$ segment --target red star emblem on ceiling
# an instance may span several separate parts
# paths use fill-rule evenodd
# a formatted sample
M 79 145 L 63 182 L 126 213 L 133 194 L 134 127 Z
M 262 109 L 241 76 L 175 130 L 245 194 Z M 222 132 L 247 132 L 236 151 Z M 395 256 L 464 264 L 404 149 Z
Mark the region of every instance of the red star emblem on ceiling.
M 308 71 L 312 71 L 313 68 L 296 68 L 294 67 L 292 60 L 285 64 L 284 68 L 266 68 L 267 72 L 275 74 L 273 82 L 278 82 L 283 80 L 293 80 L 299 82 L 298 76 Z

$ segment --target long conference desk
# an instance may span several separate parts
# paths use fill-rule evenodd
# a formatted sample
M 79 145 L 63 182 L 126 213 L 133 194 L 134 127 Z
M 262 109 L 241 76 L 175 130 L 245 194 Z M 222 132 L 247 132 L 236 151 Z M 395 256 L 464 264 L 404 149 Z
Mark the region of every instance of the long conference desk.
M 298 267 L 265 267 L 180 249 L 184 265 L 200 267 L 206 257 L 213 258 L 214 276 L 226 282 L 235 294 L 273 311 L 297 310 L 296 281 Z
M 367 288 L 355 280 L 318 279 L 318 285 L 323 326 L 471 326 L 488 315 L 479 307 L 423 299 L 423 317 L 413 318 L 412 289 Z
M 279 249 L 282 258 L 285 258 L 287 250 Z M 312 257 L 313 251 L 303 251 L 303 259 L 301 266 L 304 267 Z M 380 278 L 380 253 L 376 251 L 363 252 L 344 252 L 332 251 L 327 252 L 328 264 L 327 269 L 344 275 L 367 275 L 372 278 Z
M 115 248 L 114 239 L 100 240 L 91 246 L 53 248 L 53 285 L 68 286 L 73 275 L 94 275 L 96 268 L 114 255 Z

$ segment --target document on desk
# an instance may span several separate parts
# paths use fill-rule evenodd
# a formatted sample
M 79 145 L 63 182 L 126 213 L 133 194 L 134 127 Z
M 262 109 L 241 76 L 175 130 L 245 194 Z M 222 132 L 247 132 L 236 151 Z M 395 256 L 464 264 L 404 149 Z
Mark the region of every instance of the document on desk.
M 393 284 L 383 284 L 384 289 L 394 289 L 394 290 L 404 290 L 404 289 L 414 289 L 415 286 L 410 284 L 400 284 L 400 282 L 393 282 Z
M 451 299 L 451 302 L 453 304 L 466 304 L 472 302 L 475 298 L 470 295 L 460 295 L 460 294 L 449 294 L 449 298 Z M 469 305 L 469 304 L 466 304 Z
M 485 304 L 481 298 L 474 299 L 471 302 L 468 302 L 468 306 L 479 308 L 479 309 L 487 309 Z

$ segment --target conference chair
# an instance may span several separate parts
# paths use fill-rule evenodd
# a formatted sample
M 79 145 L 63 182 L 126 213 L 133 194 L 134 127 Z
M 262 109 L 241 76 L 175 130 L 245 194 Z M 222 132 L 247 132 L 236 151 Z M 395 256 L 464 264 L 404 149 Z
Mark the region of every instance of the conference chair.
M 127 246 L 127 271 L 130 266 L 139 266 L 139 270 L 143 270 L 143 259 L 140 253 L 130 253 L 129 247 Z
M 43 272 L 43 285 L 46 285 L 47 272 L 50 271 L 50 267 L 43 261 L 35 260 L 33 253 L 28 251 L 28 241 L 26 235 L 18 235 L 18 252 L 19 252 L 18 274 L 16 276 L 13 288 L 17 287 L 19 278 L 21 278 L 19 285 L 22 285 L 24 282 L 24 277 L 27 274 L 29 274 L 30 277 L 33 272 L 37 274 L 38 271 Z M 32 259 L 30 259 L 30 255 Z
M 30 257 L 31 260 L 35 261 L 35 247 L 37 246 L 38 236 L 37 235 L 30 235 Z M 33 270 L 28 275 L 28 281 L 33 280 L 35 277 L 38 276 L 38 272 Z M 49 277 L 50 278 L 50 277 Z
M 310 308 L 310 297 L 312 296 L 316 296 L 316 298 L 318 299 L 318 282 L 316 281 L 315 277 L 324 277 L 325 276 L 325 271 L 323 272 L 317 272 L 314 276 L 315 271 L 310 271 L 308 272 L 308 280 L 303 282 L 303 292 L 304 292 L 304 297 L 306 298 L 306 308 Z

--- Task to complete ---
Copy out everything from the row containing "--target conference chair" down to the end of the rows word for word.

--- Answer to this problem ---
$ segment --target conference chair
# an instance may span several separate parts
# paths use fill-rule evenodd
# a formatted sample
M 79 145 L 63 182 L 126 213 L 133 194 L 134 127 Z
M 262 109 L 241 76 L 175 130 L 245 194 Z M 222 132 L 247 132 L 236 151 Z M 395 256 L 464 264 L 404 149 Z
Mark the region of every instance of the conference chair.
M 127 246 L 127 271 L 130 266 L 139 266 L 139 270 L 143 270 L 143 259 L 140 253 L 130 253 L 129 247 Z
M 43 272 L 43 285 L 46 285 L 47 272 L 50 271 L 50 267 L 43 261 L 35 260 L 33 253 L 28 251 L 28 241 L 26 235 L 18 235 L 18 252 L 19 252 L 18 274 L 16 276 L 13 288 L 17 287 L 19 278 L 21 278 L 19 285 L 22 285 L 24 282 L 24 277 L 27 274 L 29 274 L 30 277 L 33 272 L 37 274 L 38 271 Z M 32 259 L 30 259 L 30 255 Z
M 30 257 L 31 260 L 35 261 L 35 247 L 37 246 L 38 236 L 37 235 L 30 235 Z M 33 270 L 28 275 L 28 281 L 33 280 L 35 277 L 38 276 L 38 272 Z M 49 277 L 50 278 L 50 277 Z
M 310 308 L 310 297 L 312 296 L 316 296 L 316 298 L 318 299 L 318 282 L 316 281 L 315 277 L 324 277 L 325 276 L 325 271 L 323 272 L 317 272 L 314 276 L 315 271 L 310 271 L 308 272 L 308 280 L 303 282 L 303 292 L 304 292 L 304 297 L 306 298 L 306 308 Z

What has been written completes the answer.